### Extrait du document
-------------------------

Le 15 décembre 1892, un accord est signé entre la commune et les trois sculpteurs. La direction des travaux est confiée à l'architecte Louis Caddau qui dit-on, l'assure gratuitement.



La fontaine s'élève sur la place du marché de Tarbes, Place du Marcadieu, à l'est de la halle métallique, sur un emmarchement de granit. Elle se tient sur un soubassement de marbre gris clair, de plan carré, aux angles tréflés, animé de légères courbes.

Sa composition très pyramidale doit se lire du haut vers le bas : elle évoque en effet le thème des sources pyrénéennes qui donnent naissance aux nestes et torrents pour irriguer les principales vallées ouvrant sur la plaine de Tarbes.







lors du démontage en 2006



Au sommet se tient le groupe sculpté, en bronze, de l'Aurore surprise par un izard bondissant, oeuvre d'Edmond Desca. Jean Escoula, (qui j'imagine dispose d'une modèle appropriée ?) représente Aurore en jeune nymphe s'apprêtant, dans l'élan de la marche, à jeter des fleurs autour d'elle. C'est le thème classique de Diane avec son lévrier, transposé en Bigourdane avec l'Isard. Les trois sculpteurs devaient bien s'entendre, avec la coordination active de Caddau, pour entremêler ainsi leurs oeuvres !

-------------------------

### Données fournies
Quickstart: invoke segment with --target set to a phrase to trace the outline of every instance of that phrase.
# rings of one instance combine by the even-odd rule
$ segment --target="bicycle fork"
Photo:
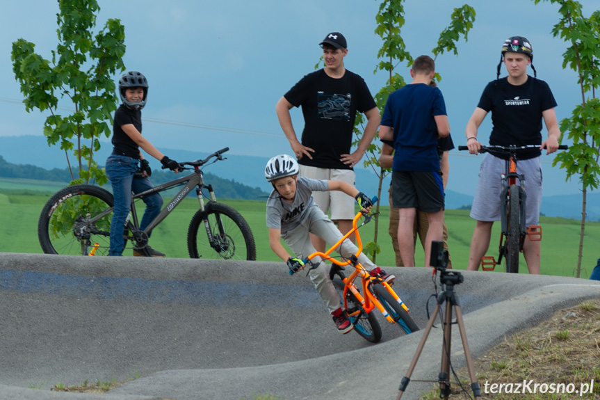
[[[204,186],[209,191],[209,195],[210,196],[210,200],[213,202],[217,202],[217,198],[215,195],[215,191],[213,190],[212,185],[206,185]],[[223,227],[223,223],[221,221],[220,216],[218,213],[215,213],[215,219],[216,221],[217,229],[218,229],[218,232],[213,234],[212,229],[211,228],[211,224],[209,222],[209,213],[206,212],[206,207],[204,206],[204,198],[202,195],[202,191],[200,187],[196,188],[196,196],[198,198],[198,202],[200,205],[200,211],[202,212],[202,215],[204,216],[203,222],[204,223],[204,228],[206,230],[206,236],[209,239],[209,243],[211,243],[211,247],[215,249],[216,251],[220,253],[222,251],[227,251],[228,249],[227,248],[227,245],[225,243],[225,241],[221,240],[220,238],[224,238],[225,237],[225,230]]]

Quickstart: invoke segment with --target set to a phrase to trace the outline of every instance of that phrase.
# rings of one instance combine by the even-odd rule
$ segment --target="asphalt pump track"
[[[384,269],[424,328],[432,269]],[[473,358],[600,296],[598,281],[462,273]],[[341,335],[305,275],[282,262],[0,253],[0,399],[396,399],[423,331],[404,335],[380,318],[378,344]],[[454,368],[464,366],[456,326],[451,349]],[[431,387],[414,381],[435,380],[441,355],[434,328],[403,399]],[[128,379],[103,394],[49,390]]]

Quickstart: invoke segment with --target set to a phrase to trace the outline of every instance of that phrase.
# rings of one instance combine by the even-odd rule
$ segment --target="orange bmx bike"
[[[375,203],[377,196],[373,198]],[[348,317],[355,326],[355,330],[364,339],[372,343],[377,343],[381,339],[381,327],[378,322],[374,312],[378,310],[388,322],[400,327],[402,332],[406,334],[419,330],[416,324],[409,314],[408,307],[400,299],[398,294],[391,287],[382,279],[371,276],[368,271],[359,262],[358,255],[362,251],[362,241],[360,239],[358,228],[371,221],[375,214],[364,214],[362,211],[356,214],[352,220],[352,229],[346,234],[339,241],[333,245],[325,253],[316,252],[309,255],[302,262],[316,268],[321,262],[313,262],[313,258],[320,256],[324,260],[328,260],[333,264],[330,270],[330,277],[334,286],[339,292],[343,306],[348,311]],[[357,221],[362,217],[364,221],[358,226]],[[338,248],[344,240],[355,232],[356,244],[358,250],[348,257],[348,259],[340,261],[330,257],[330,254]],[[354,271],[346,277],[344,271],[345,266],[351,265]],[[359,282],[355,284],[355,280]]]

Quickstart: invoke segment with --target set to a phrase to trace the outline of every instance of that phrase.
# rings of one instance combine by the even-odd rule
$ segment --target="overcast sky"
[[[586,16],[600,8],[599,0],[580,2]],[[126,68],[140,71],[148,79],[143,134],[162,148],[209,152],[228,146],[232,154],[261,157],[289,152],[275,104],[302,76],[314,70],[321,55],[318,45],[330,31],[346,37],[346,67],[362,75],[373,94],[385,83],[384,73],[373,74],[382,45],[374,33],[378,1],[99,3],[97,29],[108,18],[120,19],[125,26]],[[556,5],[535,5],[533,0],[405,1],[402,35],[413,57],[431,54],[453,8],[465,3],[477,13],[469,40],[461,39],[457,56],[444,54],[436,61],[455,144],[464,143],[465,125],[486,83],[496,78],[501,45],[512,35],[525,36],[532,42],[537,77],[550,85],[558,103],[559,120],[569,116],[581,102],[581,94],[575,73],[562,67],[566,44],[551,33],[559,19]],[[57,45],[58,11],[58,3],[50,0],[3,1],[0,136],[42,136],[46,115],[25,112],[12,71],[10,50],[13,42],[22,38],[35,43],[36,51],[49,59]],[[407,67],[399,65],[398,70],[410,81]],[[502,71],[501,76],[505,76],[503,67]],[[66,101],[63,104],[69,106]],[[300,135],[301,112],[294,109],[292,115]],[[479,132],[483,143],[487,143],[490,129],[488,116]],[[45,145],[42,139],[40,146]],[[451,162],[469,157],[455,151]],[[571,185],[567,191],[576,191],[576,186]]]

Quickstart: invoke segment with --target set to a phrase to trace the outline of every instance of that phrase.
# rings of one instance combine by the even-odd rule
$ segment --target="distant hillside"
[[[232,145],[230,146],[231,152],[234,152],[236,147],[239,146],[237,144]],[[170,157],[178,161],[192,161],[203,159],[220,149],[206,149],[206,152],[203,152],[163,148],[159,150],[163,153],[168,154]],[[96,159],[100,165],[103,164],[104,161],[106,159],[111,152],[112,146],[110,143],[102,143],[102,147],[98,152]],[[257,157],[250,157],[237,155],[232,154],[232,152],[223,154],[227,159],[225,161],[218,161],[215,164],[205,167],[204,170],[206,180],[209,180],[208,177],[212,175],[223,179],[228,179],[236,184],[259,189],[259,191],[265,193],[258,195],[266,195],[266,193],[270,193],[271,186],[265,180],[263,171],[265,164],[271,155],[261,154]],[[42,167],[45,170],[54,170],[53,168],[64,169],[66,167],[65,153],[60,151],[58,147],[49,147],[46,144],[45,138],[42,136],[0,136],[0,155],[9,163],[19,164],[17,170],[30,170],[31,166],[36,166]],[[457,161],[460,161],[463,158],[456,159]],[[470,159],[467,159],[470,160]],[[478,170],[478,161],[478,161],[473,163],[473,166],[476,164],[476,169]],[[33,164],[33,166],[26,167],[20,165],[24,163]],[[151,159],[150,166],[153,170],[156,171],[156,176],[153,176],[153,180],[156,183],[159,183],[159,181],[156,179],[159,179],[159,173],[162,172],[160,171],[160,163],[154,159]],[[475,167],[469,167],[470,169],[473,168]],[[453,166],[451,175],[458,173],[460,171],[461,174],[465,175],[463,180],[469,180],[470,178],[466,174],[473,172],[467,170],[469,168],[457,165],[455,168]],[[357,187],[368,195],[376,194],[379,184],[377,175],[372,171],[362,168],[355,168],[355,170],[357,175]],[[169,173],[164,173],[168,174]],[[547,176],[544,175],[544,177],[547,177]],[[67,179],[65,182],[69,180],[70,178]],[[211,178],[210,180],[213,179]],[[381,204],[383,205],[388,205],[389,204],[387,191],[389,188],[389,182],[390,177],[388,176],[384,179],[382,186]],[[546,185],[550,184],[551,184],[551,182],[546,184]],[[223,189],[220,185],[218,187],[220,193]],[[462,186],[460,187],[462,188]],[[218,195],[225,198],[222,194],[218,193]],[[448,209],[469,207],[472,202],[472,195],[458,193],[452,190],[448,190],[446,192],[446,208]],[[580,219],[581,218],[581,195],[580,193],[545,196],[542,202],[542,212],[548,216]],[[588,193],[587,220],[600,221],[600,193]]]
[[[71,181],[71,175],[67,169],[53,168],[49,170],[31,164],[13,164],[6,161],[2,156],[0,156],[0,177],[64,182],[65,185]],[[152,179],[154,184],[165,183],[175,178],[175,175],[171,171],[152,172]],[[204,181],[213,185],[219,198],[261,200],[268,195],[260,188],[252,188],[210,173],[204,174]],[[110,190],[110,184],[106,186],[106,189]],[[195,193],[191,195],[195,195]]]

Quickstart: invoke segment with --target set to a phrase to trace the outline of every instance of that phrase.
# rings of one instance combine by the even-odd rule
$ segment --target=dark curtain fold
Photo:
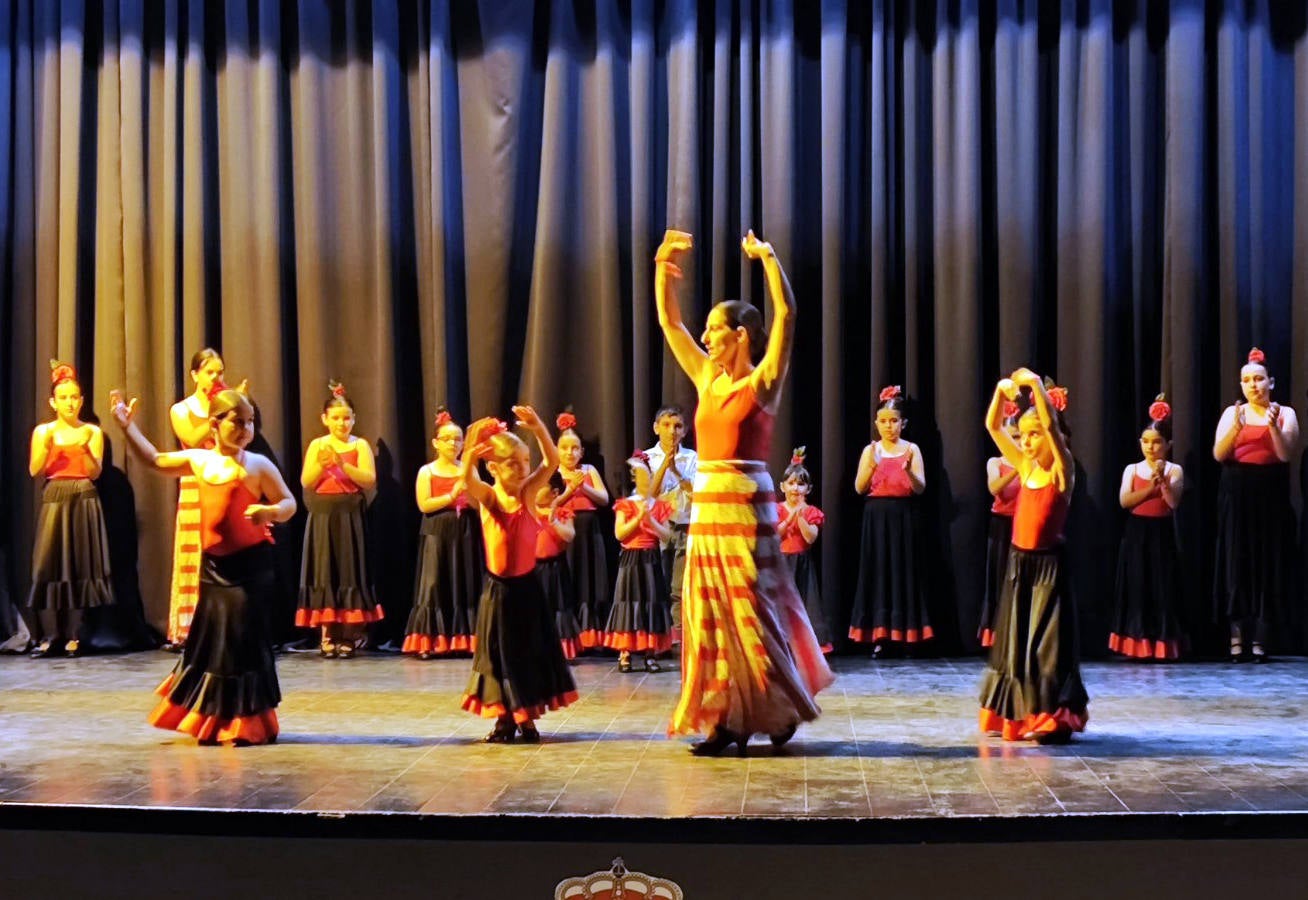
[[[1029,364],[1071,389],[1087,650],[1120,474],[1159,390],[1188,472],[1186,606],[1210,645],[1216,417],[1250,344],[1283,403],[1308,386],[1304,30],[1303,4],[1273,0],[14,0],[0,640],[26,595],[47,357],[78,365],[88,415],[124,386],[170,443],[190,353],[221,347],[296,485],[326,382],[344,381],[379,449],[378,587],[402,621],[437,404],[460,421],[570,404],[611,484],[658,406],[691,406],[651,309],[649,260],[675,226],[696,235],[692,327],[715,300],[763,300],[746,229],[790,273],[798,343],[772,462],[810,447],[832,621],[854,580],[871,403],[903,383],[937,631],[973,646],[981,413]],[[174,487],[120,447],[115,463],[126,479],[102,491],[119,534],[136,528],[120,559],[139,549],[158,625]],[[280,549],[290,591],[294,527]]]

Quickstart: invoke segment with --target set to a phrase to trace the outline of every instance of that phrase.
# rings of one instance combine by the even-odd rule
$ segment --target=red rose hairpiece
[[[1172,407],[1167,404],[1167,398],[1159,394],[1154,398],[1154,402],[1148,406],[1148,417],[1151,421],[1165,421],[1172,416]]]
[[[59,360],[50,361],[50,386],[58,387],[65,381],[77,381],[77,370]]]
[[[1066,387],[1059,387],[1058,385],[1054,385],[1053,387],[1048,389],[1045,392],[1049,395],[1049,403],[1053,406],[1054,409],[1057,409],[1058,412],[1066,412],[1067,411],[1067,389]]]

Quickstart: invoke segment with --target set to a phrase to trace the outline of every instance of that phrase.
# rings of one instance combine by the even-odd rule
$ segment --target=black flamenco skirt
[[[613,602],[613,586],[608,580],[608,551],[595,510],[578,510],[573,523],[577,536],[568,544],[568,566],[573,577],[581,645],[595,648],[603,640],[608,607]]]
[[[362,493],[305,493],[305,552],[300,562],[296,625],[378,621],[364,528]]]
[[[150,725],[204,743],[276,740],[281,688],[264,624],[276,590],[273,568],[267,543],[201,559],[186,649],[156,689],[164,700]]]
[[[477,649],[463,709],[528,722],[577,700],[553,614],[535,572],[487,573],[477,604]]]
[[[865,502],[852,641],[917,644],[933,637],[917,531],[913,497],[869,497]]]
[[[827,614],[821,608],[821,587],[818,585],[818,566],[814,564],[812,551],[782,553],[781,564],[790,573],[790,578],[795,582],[795,590],[799,591],[799,597],[804,602],[808,624],[814,629],[814,637],[818,638],[821,651],[831,653],[833,649],[831,627],[827,624]]]
[[[990,530],[985,539],[985,595],[981,598],[981,620],[977,640],[981,646],[994,644],[994,616],[999,608],[1003,576],[1008,570],[1008,548],[1012,545],[1012,517],[990,513]]]
[[[1294,561],[1290,467],[1223,464],[1213,573],[1216,620],[1253,620],[1260,632],[1284,624]]]
[[[31,547],[33,610],[90,610],[114,602],[109,532],[90,479],[51,479]]]
[[[981,730],[1006,740],[1084,731],[1088,702],[1063,548],[1012,547],[981,682]]]
[[[581,653],[581,624],[577,621],[577,608],[573,606],[572,570],[568,568],[568,555],[559,553],[536,560],[535,572],[540,590],[555,616],[555,631],[559,632],[559,645],[564,650],[564,657],[574,659]]]
[[[623,548],[603,644],[610,650],[636,653],[672,649],[672,595],[659,548]]]
[[[1181,557],[1171,515],[1127,515],[1117,553],[1108,646],[1135,659],[1176,659],[1185,634],[1179,615]]]
[[[481,527],[471,509],[422,517],[404,653],[471,653],[481,593]]]

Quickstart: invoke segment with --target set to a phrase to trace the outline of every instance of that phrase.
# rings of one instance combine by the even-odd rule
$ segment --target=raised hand
[[[129,403],[123,402],[123,392],[120,390],[112,390],[109,392],[109,411],[114,416],[114,420],[123,428],[132,424],[132,419],[136,416],[136,403],[137,398],[132,398]]]
[[[743,238],[740,238],[740,250],[743,250],[744,255],[749,259],[770,259],[777,255],[770,243],[760,241],[755,237],[752,228],[746,232]]]

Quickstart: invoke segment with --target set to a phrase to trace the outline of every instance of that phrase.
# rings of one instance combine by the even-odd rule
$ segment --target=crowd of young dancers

-------------------------

### Consigne écrite 1
D'après l'extrait sur la fontaine de Tarbes, à qui confie-t-on la direction des travaux ?
### Consigne écrite 2
Traduisez en anglais cette phrase de l'extrait sur la fontaine de Tarbes : « Elle se tient sur un soubassement de marbre gris clair, de plan carré, aux angles tréflés, animé de légères courbes. »
### Consigne écrite 3
Poursuivez l'extrait sur la fontaine de Tarbes à la suite de sa dernière phrase.

### Réponse 1
À l'architecte Louis Caddau.

### Réponse 2
It stands on a light gray marble base, square in plan, with trefoil corners, enlivened by gentle curves.

### Réponse 3
l'Adour protégeant l'Echez, on comprend, quelles belles formes !

Ce premier groupe est porté par une pyramide rocheuse en pierre calcaire dite d'Euville où s'agrippent putti et figures d'hommes et de femmes nus, symbolisant les torrents (Nestes et Gaves) descendant des montagnes de Bigorre vers les vallées. Ils se disputent avec violence la faveur de se déverser dans les directions souhaitées l'eau jaillissant de lourdes jarres. Il y en a six, tous représentés par des personnages. Il y a l’Adour fleuve vigoureux qui prend sous sa protection la belle femme à gauche représentant l’Echez. La Neste quitte l’Arros, représenté par un jeune homme musclé qui cherche à l'attirer vers l'Adour. Le visage du Bastan exprime l'effort. Le Gave qui roule aveuglément au hasard de ses caprices, clame sa plainte.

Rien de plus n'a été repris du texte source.